**STATED TASK:**
Identify each line in the data below that contains the word "white", and copy those lines in full.
-- start RECORDS FOR THIS EXERCISE --
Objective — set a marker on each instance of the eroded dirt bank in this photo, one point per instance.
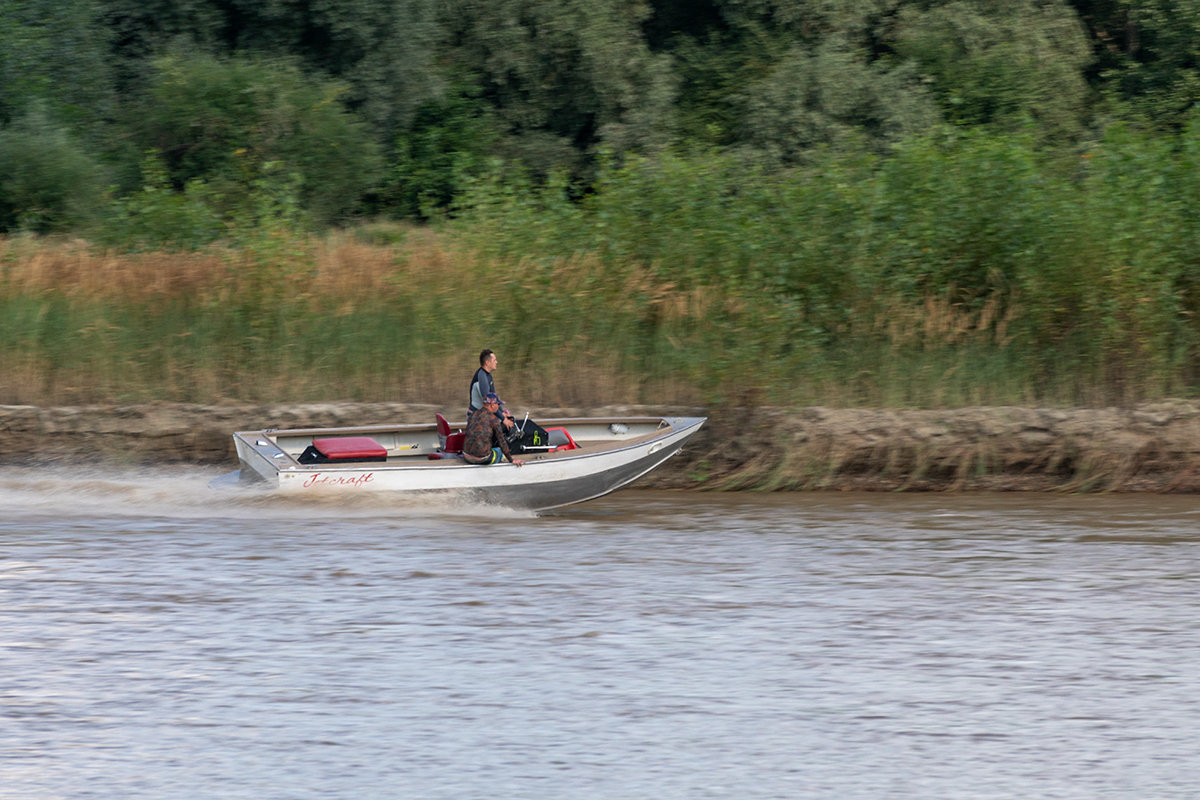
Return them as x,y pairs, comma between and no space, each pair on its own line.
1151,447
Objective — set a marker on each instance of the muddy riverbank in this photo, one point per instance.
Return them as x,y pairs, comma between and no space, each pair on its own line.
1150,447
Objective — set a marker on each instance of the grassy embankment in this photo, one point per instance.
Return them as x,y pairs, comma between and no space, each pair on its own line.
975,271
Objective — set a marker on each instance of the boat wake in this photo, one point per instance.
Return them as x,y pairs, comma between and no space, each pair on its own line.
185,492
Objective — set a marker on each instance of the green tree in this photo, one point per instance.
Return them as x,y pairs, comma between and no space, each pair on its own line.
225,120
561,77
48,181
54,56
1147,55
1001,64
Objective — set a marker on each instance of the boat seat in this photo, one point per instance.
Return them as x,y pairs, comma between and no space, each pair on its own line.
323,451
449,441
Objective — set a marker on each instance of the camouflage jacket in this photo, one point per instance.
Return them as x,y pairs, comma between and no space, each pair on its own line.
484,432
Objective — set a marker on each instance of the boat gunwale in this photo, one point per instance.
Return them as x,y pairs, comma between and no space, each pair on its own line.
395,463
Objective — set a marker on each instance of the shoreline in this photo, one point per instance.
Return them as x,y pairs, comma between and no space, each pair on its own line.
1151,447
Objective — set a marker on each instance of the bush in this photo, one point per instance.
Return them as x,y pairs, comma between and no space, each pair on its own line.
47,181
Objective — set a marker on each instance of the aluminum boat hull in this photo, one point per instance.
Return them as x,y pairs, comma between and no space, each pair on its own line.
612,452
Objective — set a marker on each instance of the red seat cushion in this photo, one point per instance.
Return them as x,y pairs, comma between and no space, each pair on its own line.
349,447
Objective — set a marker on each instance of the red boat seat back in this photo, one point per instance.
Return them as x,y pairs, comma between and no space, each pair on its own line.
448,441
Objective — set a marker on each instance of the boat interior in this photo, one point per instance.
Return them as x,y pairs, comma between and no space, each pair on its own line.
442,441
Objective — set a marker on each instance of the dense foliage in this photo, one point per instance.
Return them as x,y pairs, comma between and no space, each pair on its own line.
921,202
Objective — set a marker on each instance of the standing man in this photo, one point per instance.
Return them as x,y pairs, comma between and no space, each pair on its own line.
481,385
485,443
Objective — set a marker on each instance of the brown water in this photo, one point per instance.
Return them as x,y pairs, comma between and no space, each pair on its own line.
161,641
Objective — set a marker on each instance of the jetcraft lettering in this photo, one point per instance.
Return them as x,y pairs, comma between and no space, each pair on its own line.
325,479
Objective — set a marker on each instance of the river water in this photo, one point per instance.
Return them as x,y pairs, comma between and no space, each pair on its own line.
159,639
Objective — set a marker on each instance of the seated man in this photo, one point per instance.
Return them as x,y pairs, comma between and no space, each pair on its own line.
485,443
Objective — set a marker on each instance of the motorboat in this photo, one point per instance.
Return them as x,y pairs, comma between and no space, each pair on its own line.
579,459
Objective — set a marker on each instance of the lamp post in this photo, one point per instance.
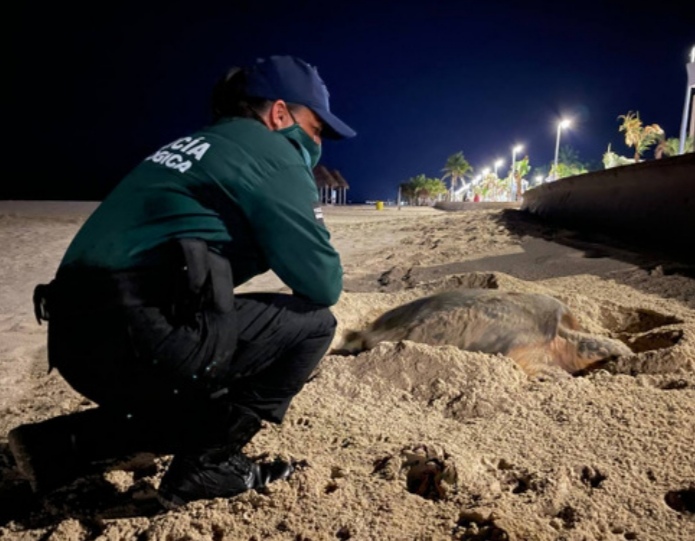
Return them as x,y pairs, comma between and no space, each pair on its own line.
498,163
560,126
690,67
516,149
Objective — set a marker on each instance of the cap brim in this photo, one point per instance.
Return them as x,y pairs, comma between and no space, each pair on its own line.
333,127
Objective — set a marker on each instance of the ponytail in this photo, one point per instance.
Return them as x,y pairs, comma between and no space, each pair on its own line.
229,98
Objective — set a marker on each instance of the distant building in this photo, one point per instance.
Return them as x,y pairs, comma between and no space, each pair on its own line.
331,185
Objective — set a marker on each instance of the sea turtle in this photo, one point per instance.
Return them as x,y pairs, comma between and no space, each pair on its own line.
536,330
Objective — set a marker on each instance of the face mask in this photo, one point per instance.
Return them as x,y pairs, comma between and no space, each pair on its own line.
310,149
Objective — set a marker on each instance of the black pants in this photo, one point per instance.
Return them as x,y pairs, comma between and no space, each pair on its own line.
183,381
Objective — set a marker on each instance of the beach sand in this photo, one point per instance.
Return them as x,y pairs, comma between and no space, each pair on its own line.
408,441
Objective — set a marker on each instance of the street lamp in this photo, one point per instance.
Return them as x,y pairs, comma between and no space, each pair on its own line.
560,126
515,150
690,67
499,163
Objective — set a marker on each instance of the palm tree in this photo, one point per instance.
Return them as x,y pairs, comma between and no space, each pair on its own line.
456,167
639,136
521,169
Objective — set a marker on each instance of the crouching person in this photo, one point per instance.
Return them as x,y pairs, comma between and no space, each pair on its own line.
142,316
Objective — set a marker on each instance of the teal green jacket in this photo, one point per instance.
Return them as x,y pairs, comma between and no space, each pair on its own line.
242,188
-- end RECORDS FOR THIS EXERCISE --
-- start RECORDS FOR THIS EXERCISE --
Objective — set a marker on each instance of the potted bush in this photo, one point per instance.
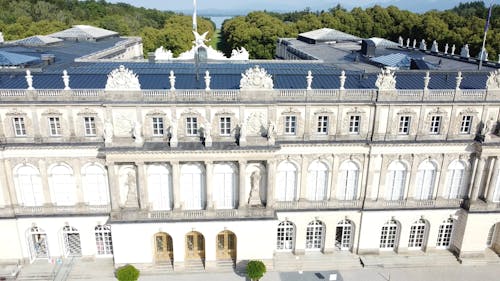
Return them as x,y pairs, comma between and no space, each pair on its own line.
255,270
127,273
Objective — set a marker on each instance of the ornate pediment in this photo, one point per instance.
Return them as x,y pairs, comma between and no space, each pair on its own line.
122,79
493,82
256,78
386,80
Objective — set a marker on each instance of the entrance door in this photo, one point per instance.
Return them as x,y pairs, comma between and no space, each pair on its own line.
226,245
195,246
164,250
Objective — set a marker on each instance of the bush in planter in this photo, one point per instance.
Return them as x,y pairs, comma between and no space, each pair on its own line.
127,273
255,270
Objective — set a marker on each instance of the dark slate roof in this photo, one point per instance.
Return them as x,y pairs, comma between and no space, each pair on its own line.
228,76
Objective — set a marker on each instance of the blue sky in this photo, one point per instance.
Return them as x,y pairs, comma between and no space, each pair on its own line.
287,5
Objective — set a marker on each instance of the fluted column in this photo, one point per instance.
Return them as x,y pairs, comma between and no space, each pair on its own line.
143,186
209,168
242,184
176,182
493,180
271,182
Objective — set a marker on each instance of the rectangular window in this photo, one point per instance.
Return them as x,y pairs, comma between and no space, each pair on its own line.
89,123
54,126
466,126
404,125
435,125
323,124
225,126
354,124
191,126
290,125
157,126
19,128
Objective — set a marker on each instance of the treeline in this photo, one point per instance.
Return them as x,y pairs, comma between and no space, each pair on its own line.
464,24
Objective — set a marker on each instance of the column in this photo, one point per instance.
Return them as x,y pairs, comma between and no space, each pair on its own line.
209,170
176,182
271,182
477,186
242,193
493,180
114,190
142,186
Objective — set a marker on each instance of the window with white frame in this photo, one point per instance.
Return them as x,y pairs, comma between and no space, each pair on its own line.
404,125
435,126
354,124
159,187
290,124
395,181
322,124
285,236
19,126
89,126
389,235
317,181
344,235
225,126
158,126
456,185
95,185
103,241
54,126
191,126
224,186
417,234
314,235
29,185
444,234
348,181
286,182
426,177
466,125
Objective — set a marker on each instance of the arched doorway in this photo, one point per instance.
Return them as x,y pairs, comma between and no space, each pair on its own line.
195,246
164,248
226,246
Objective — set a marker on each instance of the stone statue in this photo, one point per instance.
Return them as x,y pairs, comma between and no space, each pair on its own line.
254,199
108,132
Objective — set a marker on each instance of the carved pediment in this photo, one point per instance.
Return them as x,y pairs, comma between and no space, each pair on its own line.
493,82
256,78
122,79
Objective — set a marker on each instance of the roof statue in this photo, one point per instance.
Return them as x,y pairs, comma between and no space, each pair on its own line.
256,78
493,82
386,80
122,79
-- end RECORDS FOR THIS EXERCISE --
-- start RECORDS FOR THIS EXERCISE --
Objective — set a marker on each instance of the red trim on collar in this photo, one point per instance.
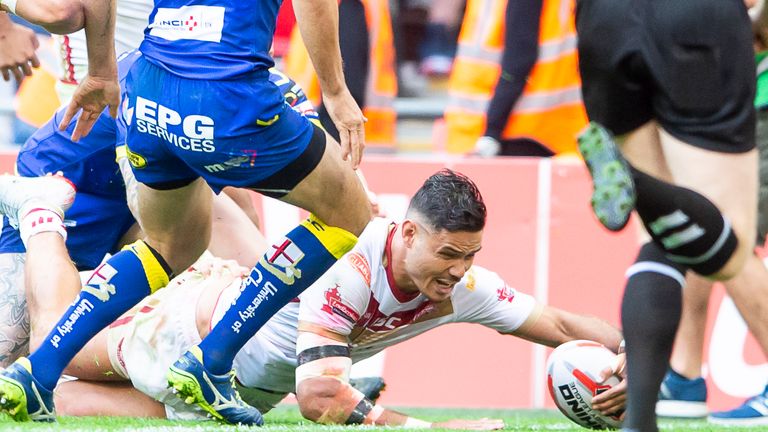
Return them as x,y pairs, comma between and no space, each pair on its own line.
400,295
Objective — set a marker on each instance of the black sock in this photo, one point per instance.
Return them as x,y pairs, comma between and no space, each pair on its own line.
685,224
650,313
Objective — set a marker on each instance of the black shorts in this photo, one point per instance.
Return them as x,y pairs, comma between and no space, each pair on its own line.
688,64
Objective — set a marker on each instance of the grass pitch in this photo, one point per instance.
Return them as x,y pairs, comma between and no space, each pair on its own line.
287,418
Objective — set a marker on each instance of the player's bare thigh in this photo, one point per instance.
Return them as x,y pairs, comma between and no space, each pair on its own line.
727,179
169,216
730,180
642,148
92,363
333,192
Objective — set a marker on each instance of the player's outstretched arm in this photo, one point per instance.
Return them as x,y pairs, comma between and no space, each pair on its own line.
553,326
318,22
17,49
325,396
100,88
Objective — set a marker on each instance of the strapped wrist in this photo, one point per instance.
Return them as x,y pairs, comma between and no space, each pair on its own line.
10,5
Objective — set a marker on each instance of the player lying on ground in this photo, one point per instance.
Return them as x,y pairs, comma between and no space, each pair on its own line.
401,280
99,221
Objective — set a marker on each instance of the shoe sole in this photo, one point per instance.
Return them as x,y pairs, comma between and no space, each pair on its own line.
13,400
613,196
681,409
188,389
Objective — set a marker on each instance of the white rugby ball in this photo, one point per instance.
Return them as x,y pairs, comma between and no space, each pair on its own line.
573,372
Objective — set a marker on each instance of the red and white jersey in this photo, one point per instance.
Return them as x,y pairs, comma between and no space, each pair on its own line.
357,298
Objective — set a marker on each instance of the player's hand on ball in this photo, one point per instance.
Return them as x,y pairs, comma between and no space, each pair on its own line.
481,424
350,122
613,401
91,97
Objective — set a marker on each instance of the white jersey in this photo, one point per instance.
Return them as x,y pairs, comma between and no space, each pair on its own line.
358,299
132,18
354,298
-- end RECORDS FOR THIS EXERCISE --
**SOLUTION FOR THIS EXERCISE:**
Objective — set a marker on each instance of the window with white frame in this photo, one point per instance.
Objective — set a marker on each instance of the white rugby ball in this photo, one point per instance.
Objective — set a marker on each instance of the red and white jersey in this photo, one point per instance.
Objective — set a marker on each instance of the white jersey in this photo, one point per instance.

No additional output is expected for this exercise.